___ Provided entries ___

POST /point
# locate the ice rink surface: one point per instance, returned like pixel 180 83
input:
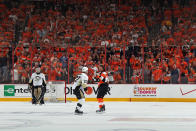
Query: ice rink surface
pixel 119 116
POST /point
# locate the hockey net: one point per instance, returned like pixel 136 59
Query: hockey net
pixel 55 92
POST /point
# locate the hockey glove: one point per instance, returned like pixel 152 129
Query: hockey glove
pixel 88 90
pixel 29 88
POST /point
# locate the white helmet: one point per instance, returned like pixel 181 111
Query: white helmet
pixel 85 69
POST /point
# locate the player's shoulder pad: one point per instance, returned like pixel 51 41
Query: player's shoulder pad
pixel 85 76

___
___ Provided entries ___

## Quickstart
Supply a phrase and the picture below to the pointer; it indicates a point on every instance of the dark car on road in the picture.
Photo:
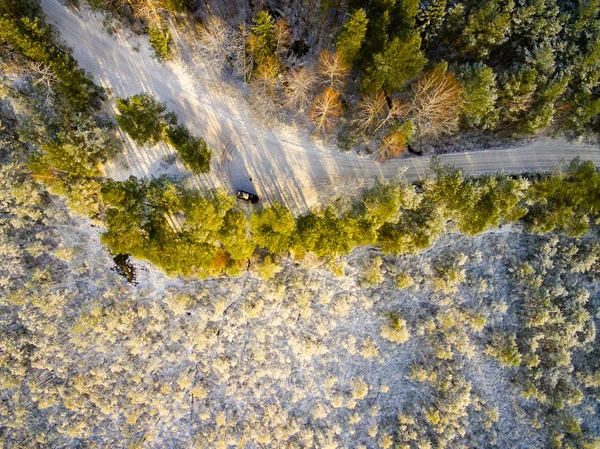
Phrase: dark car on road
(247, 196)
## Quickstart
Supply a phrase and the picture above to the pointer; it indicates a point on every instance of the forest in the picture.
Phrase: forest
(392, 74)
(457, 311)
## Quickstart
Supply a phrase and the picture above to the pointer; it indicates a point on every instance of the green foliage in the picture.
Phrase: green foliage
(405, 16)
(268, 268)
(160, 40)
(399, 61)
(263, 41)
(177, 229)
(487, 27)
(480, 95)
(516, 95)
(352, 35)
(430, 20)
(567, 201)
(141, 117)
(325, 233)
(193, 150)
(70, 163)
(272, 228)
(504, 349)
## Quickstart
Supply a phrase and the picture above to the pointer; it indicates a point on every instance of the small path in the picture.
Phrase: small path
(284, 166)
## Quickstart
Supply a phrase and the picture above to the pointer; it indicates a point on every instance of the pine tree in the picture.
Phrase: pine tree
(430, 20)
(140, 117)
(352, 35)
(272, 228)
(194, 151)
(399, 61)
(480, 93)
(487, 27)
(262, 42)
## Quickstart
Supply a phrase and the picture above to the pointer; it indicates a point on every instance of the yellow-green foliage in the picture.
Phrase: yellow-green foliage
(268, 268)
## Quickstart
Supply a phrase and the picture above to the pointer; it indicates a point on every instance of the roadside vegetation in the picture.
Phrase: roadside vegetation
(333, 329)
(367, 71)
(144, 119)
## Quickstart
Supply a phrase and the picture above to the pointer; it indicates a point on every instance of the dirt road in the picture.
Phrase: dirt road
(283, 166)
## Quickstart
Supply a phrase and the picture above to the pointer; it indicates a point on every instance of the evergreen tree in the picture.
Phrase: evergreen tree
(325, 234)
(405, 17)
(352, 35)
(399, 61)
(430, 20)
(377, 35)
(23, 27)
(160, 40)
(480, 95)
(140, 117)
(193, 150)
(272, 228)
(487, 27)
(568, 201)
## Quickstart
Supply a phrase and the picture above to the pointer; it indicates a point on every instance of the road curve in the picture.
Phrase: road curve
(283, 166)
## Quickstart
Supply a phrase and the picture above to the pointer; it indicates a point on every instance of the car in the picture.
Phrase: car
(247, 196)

___
___ Provided entries ___

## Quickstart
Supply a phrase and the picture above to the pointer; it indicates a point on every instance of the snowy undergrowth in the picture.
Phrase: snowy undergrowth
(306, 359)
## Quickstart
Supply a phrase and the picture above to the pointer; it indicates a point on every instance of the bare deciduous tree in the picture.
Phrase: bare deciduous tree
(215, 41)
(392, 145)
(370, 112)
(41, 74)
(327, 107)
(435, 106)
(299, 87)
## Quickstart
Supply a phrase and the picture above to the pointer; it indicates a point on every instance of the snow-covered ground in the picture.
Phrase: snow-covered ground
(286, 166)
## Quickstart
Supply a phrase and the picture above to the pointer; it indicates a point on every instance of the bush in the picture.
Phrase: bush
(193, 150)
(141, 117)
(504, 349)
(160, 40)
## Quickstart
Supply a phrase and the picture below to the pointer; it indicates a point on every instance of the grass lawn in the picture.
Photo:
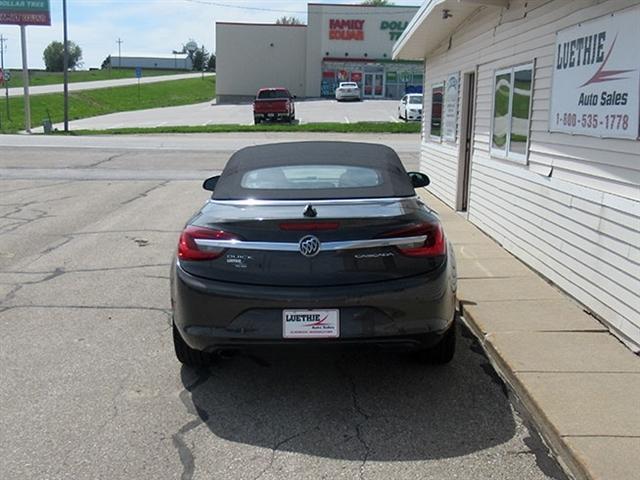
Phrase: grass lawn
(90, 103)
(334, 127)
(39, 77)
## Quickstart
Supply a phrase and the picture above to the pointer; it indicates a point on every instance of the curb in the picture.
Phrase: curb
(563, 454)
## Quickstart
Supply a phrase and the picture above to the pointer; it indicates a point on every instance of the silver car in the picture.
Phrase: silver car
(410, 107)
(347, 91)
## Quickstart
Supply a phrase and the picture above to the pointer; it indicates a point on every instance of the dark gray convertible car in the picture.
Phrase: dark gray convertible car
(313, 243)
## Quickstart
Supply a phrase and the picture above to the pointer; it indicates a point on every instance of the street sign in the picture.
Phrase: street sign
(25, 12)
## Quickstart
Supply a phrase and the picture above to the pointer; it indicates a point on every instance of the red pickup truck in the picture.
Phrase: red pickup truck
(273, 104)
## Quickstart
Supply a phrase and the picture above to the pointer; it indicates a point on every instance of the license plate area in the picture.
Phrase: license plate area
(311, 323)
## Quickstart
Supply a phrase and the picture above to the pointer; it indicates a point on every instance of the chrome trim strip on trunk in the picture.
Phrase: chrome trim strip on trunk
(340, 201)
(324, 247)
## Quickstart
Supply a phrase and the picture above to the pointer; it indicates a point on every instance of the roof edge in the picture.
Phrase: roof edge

___

Report every line of the records that holds the word "small". Case counts.

Supply a phrase and the picture above to the pointer; it indicates a point on every instance of the small path in the picture.
Phrase: small path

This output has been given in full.